— DOCUMENT EXCERPT —

Go was just very, very strong on port-friendliness when coming from the TS codebase in particular. If you pull up both codebases side-by-side, it's hard to even tell which is which. C# is more class-oriented and the core JS checker uses no classes at all, so the porting story gets quite a bit more difficult there.

2 comments

Couldn't you just use static classes? I don't see how that would be a factor at all, seems like a very superficial reason that would be easy to work around.
Remember, code is written for humans. It is not so much a technical limitation as it is a social limitation. Working in a codebase that does not adhere to the idioms of a language will quickly become a pain point.

The Go code is not that far off how one would write it even if it were being written from scratch. A C# project littered with static classes is not at all how one would write it from scratch.

Static methods and classes are commonplace and a normal practice in C#, particularly as extension methods (which, quite often, you guessed it, act on data). There isn't that much difference between a type defining simple instance methods and defining extension methods for that type separately if we look at codebases which need to have specific logic grouped in a single multi-KLOC file like, apparently, TS compiler does. There are other issues you could argue about but I think it's more about perception here and structuring the code would've been the smallest issue when porting.

The ship has sailed so not much can be done at this point.

> Static methods and classes are commonplace and a normal practice in C#

Certainly. The feature is there for a reason. That does not mean that you would write the codebase in that way if you were starting from scratch. You would leverage the entire suite of features offered by C# and stick to the idioms of the language. You would not constrain yourself to writing Go code that just happens to have C# syntax.

> The ship has sailed so not much can be done at this point.

It has been ported to a new language before. It can be ported to a new language again. But there wasn't a compelling reason to choose C# last time, and nothing significant has changed since to rethink that.

> It has been ported to a new language before. It can be ported to a new language again. But there wasn't a compelling reason to choose C# last time, and nothing significant has changed since to rethink that.

— EXERCISE DETAILS —
Reproduce the passage of the TypeScript porting discussion from "Couldn't you just" to "it from scratch.", word for word. The records have no connection to the discussion about porting the TypeScript codebase.

— DATASET —
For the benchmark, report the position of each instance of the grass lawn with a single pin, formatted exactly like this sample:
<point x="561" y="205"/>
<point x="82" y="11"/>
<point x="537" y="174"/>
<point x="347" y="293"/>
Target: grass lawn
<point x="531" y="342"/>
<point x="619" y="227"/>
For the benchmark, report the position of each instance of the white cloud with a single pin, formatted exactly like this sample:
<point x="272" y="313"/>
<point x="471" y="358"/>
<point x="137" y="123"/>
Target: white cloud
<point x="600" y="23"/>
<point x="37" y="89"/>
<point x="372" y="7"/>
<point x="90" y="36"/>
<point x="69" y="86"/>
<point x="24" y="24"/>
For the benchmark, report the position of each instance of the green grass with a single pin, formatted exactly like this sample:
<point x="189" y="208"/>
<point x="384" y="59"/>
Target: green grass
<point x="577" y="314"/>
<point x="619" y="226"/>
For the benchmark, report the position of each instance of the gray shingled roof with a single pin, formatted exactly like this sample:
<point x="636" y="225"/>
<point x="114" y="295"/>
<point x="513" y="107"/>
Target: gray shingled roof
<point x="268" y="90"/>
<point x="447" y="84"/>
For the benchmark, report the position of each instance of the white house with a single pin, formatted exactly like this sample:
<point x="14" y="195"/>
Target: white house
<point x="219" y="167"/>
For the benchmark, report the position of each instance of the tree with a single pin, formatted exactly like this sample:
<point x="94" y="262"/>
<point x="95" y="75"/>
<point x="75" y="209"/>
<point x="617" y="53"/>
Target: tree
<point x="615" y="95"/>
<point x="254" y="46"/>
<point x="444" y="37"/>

— RESULT BELOW —
Couldn't you just use static classes? I don't see how that would be a factor at all, seems like a very superficial reason that would be easy to work around.
Remember, code is written for humans. It is not so much a technical limitation as it is a social limitation. Working in a codebase that does not adhere to the idioms of a language will quickly become a pain point.

The Go code is not that far off how one would write it even if it were being written from scratch. A C# project littered with static classes is not at all how one would write it from scratch.